_Supplied text_:
━━━━━━

I'd be more suspicious if the flops were the same too, lol.

about the same odds as me winning a hand..

Odds of getting it once x odds of getting it once. So here there are 6 combos of 66 and 1326 total combos. 6/1326 = 1//221 (1/221)*(1/221) = (1/221)^2 = 1/48841 = 0.002% chance.

Well, as you know, I'm definately (and, defiantly ) NOT a math guy, so my thinking could be way off, but this seems wrong. OP isn't asking about odds of getting this, or any, specific hand back-to-back, but just the odds of getting the exact same hand twice in a row. It seems to me (and my potentially flawed logic) that your first part (odds of getting it once) doesn't apply.

I guess what I'm trying to say is I THINK what the OP is asking is the odds of getting ANY hand twice in a row. I would think, then, that your odds of getting it the first time is 100% as we are just interested in matching our first hand with the second one and you have this chance literally every time you are dealt a hand.

Having said all that, I have no idea what the correct formula is (and you may even be right for all I know), but I don't think it's anywhere near as rare as 0.002%. I will concede it's a fairly rare event; just not THAT rare. Now, if OP IS asking the odds of getting EXACTLY this specific hand twice in a row, then I believe your formula is correct.

Not twice in a row. Same hand on 2 different tables at same time.

I see what you're saying. Well presuming suits don't factor into the same hand thing, there is 78 starting hands with 16 combos each and 13 starting hands with 6 combos.
So chance of 2nd hand being a PP (preusming 1st hand is already a PP) = 6/1326 chance of 2nd hand bieng a non PP (presuming 1st hand is non PP) 16/1326

[(13/91)*(6/1326)] + [(78/91)*16/1326)] = 1/91

1/91*100 = 1.0989...% chance of getting the same hand on one table presuming the hand has already been dealt on the other.

If you wanted to include suitedness it's the same formula but a longer version.

Ok, NOT going to comment on the math/formula thing, but this seems to be more in line with what I was thinking and your numbers come out pretty-much where I intuitively feel they should be. Like I said, pretty rare, but not so rare as in the first calculation.

Amazing to know... On Merge Network I have had Qc5h 4 times in a row... I have also had some other crazy things like pocket aces (different suits) 3 times in a row as well... Granted I have played well over half a million hands online... but when things like that happen it makes me wonder... ohhhhh it makes me wonder... I guess I am buying a stairway to heaven

Moe

P.S. These hands were on the same table... NOT multi-tabling.

Incorrect. Either you're going to get the same hand or you're not going to get the same hand...so the odds are 50/50.

try getting the same hand well on Carbon and on pokerstars at the same time...
It's happened to me a few times.

Isn't it just (1/52)*(1/51) = 1/(52*51) = 0.000377073906 or 0.0377%

Been a while since I took statistics lol

Playing in a home game a few years back (2 decks, pass the deal) I was dealt JJ 3 hands in a row. I never thought it might be rigged.

Everyone knows home games are rigged. Ldo.

Man, WAY too much math itt. My head hurts . This formula doesn't seem right, though. This seems to be the answer if you wanted to know the odds of drawing one specific hand from a deck, not that you'd have back-to-back identical hands.

━━━━━━

(Dataset entries)
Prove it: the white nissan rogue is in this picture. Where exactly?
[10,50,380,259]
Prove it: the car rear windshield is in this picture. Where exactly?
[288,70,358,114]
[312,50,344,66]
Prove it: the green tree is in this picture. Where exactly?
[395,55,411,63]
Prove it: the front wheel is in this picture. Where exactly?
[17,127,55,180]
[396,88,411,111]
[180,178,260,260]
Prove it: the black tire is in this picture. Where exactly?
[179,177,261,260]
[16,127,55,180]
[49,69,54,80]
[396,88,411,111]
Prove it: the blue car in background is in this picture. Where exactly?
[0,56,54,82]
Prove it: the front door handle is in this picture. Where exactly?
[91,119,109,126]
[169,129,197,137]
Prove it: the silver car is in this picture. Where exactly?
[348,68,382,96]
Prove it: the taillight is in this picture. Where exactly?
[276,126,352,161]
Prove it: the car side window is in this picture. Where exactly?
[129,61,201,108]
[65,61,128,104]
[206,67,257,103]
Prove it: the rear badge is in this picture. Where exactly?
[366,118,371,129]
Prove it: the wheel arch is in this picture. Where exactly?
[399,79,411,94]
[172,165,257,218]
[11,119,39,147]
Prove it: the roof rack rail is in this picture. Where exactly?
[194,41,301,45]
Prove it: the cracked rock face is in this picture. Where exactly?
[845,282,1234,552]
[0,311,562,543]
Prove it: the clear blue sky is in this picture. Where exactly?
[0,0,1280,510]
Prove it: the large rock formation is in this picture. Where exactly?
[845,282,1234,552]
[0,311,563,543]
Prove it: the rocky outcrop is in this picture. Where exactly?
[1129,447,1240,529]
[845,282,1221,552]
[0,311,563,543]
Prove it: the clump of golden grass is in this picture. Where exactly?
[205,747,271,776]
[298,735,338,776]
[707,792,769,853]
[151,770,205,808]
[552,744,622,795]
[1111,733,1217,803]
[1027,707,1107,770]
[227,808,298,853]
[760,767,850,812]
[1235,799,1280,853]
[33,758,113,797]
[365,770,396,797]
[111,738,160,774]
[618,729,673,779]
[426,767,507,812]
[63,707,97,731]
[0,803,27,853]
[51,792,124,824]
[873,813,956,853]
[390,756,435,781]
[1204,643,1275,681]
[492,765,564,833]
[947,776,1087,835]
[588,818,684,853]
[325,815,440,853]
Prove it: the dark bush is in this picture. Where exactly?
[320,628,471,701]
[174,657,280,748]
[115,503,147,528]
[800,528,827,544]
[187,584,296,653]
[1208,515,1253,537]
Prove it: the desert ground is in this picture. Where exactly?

━━━━━━

_Work to be completed_: In the poker thread, which hand does the poster playing on Merge Network say came 4 times in a row?

_Exercise result_: Qc5h